Testo da leggere:
* * * * * * * * *
Nessuno lo aveva mai fatto prima. Alla vigilia del G20 di Roma, la Fondazione CMCC – Centro Euro-Mediterraneo sui Cambiamenti Climatici ha voluto consegnare uno strumento scientificamente solido ai capi di stato e di governo che di lì a poco si sarebbero riuniti. Si tratta del G20 Climate Risk Atlas. Impacts, policy, economics, un’analisi che sintetizza le conoscenze scientifiche sugli impatti dei cambiamenti climatici attesi nei prossimi decenni nei paesi più industrializzati del mondo. Nato per sostenere il processo decisionale verso un’azione climatica efficace e informata, il rapporto riscontra che nei paesi del G20, se non si ridurranno le attuali emissioni climalteranti, le perdite di PIL causate dai cambiamenti climatici potrebbero raggiungere il 4% all’anno entro il 2050, valore che si prevede possa raddoppiare entro la fine del secolo. E sì, l’Italia non è esclusa.
* * * * * * * * *
Richiesta assegnata 1: Ricopia senza modifiche tutte le righe di dati che seguono, dalla prima all'ultima.

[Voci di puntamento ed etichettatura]
* * * * * * * * *
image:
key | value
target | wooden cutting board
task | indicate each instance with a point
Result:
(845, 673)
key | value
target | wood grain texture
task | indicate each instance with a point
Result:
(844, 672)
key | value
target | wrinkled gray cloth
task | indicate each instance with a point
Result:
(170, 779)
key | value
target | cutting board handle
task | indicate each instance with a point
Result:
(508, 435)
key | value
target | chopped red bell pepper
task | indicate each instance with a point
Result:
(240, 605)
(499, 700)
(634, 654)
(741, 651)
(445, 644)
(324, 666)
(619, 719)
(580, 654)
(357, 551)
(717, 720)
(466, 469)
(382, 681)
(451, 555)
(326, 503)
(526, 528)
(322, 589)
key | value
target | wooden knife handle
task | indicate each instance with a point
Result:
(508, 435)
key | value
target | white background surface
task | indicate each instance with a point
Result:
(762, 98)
* * * * * * * * *
Richiesta assegnata 2:
Rispondi a queste domande sul testo da leggere:
(a) Alla vigilia di quale evento la fondazione ha consegnato lo strumento?
(b) Quale fondazione ha voluto consegnarlo ai capi di stato e di governo?
(c) Quale percentuale annua potrebbero raggiungere entro il 2050 le perdite di PIL nei paesi del G20?

Soluzione scritta 1:
image:
key | value
target | wooden cutting board
task | indicate each instance with a point
Result:
(845, 673)
key | value
target | wood grain texture
task | indicate each instance with a point
Result:
(844, 672)
key | value
target | wrinkled gray cloth
task | indicate each instance with a point
Result:
(170, 779)
key | value
target | cutting board handle
task | indicate each instance with a point
Result:
(508, 435)
key | value
target | chopped red bell pepper
task | indicate each instance with a point
Result:
(240, 605)
(499, 700)
(634, 654)
(741, 651)
(445, 644)
(324, 666)
(619, 719)
(580, 654)
(357, 551)
(717, 720)
(466, 469)
(382, 681)
(451, 555)
(326, 503)
(526, 528)
(322, 589)
key | value
target | wooden knife handle
task | indicate each instance with a point
Result:
(508, 435)
key | value
target | white background surface
task | indicate each instance with a point
Result:
(762, 98)

Soluzione scritta 2:
(a) Il G20 di Roma.
(b) La Fondazione CMCC – Centro Euro-Mediterraneo sui Cambiamenti Climatici.
(c) Il 4% all'anno.